--- START ---

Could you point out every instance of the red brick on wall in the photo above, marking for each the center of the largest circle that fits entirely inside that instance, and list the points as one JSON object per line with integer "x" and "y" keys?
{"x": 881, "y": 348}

--- END ---
--- START ---

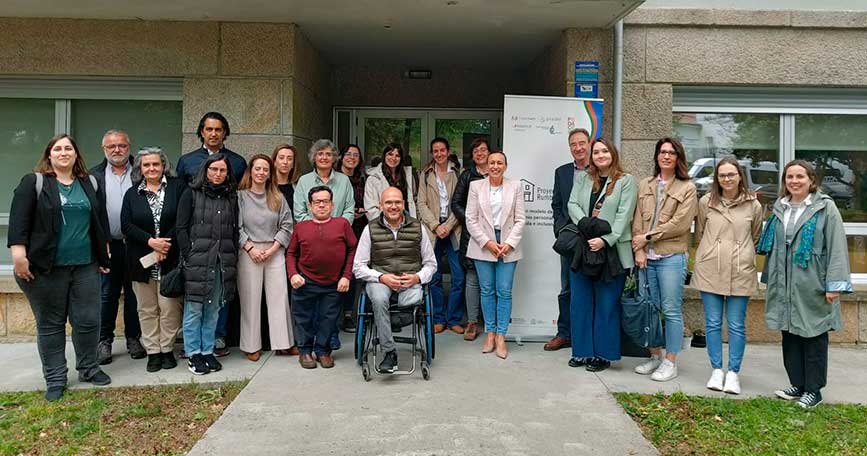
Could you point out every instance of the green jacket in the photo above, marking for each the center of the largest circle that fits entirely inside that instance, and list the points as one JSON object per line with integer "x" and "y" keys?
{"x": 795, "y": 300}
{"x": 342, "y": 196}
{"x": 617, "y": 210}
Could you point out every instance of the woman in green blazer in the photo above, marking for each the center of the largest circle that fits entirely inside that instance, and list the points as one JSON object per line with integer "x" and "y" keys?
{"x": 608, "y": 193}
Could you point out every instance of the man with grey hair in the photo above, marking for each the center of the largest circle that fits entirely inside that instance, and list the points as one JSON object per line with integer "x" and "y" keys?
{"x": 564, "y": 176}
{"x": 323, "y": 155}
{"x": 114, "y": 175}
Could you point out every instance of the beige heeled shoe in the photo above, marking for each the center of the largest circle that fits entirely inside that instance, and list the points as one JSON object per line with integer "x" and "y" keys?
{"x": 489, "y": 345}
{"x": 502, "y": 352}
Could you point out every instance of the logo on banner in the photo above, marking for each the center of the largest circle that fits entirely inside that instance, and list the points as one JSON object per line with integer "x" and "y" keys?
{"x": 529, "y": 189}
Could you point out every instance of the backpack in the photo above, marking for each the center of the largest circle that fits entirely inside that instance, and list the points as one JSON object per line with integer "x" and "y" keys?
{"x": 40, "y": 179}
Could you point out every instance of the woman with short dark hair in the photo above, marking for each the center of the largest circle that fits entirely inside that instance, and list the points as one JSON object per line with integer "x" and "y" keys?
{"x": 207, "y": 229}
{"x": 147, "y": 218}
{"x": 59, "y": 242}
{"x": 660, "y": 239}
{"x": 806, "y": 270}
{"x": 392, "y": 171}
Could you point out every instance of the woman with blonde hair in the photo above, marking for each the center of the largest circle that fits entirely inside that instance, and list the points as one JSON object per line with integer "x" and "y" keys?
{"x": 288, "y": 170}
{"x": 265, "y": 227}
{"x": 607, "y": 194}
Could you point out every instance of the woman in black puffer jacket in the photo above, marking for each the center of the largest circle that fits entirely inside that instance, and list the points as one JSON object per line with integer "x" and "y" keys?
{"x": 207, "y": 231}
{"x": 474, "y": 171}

--- END ---

*TASK INSTRUCTIONS*.
Locate every row above that contains the word "woman" and copy each of those rows in full.

*COMPLETE RESPONSE*.
Could you point out every instance of the woman in green blazer in the photo above, marking for each the center of the largest circle that fits entirely inside that instance, and list the points as one JSON object per line with integer "x" and "y" keys?
Could you point out every instance of the woman with short dark hair in the photo above, marking for each the center of the largest circle that fits entirely inside that instance, and list the points as one JSON object per line with integer "x" and "y" keys?
Could you point out every instance of the woman with blonde hair in the photo above, marking for each the center of the largest circle that fits entirely inside that instance, and list the points as one JSON object per line with integer "x" and "y" keys?
Could you point out every instance of the woman in black puffer jacket in the photo above, marking for each the center of the largest circle that fits entirely inside that instance, and list the points as one JSON object per line with integer "x" and "y" keys?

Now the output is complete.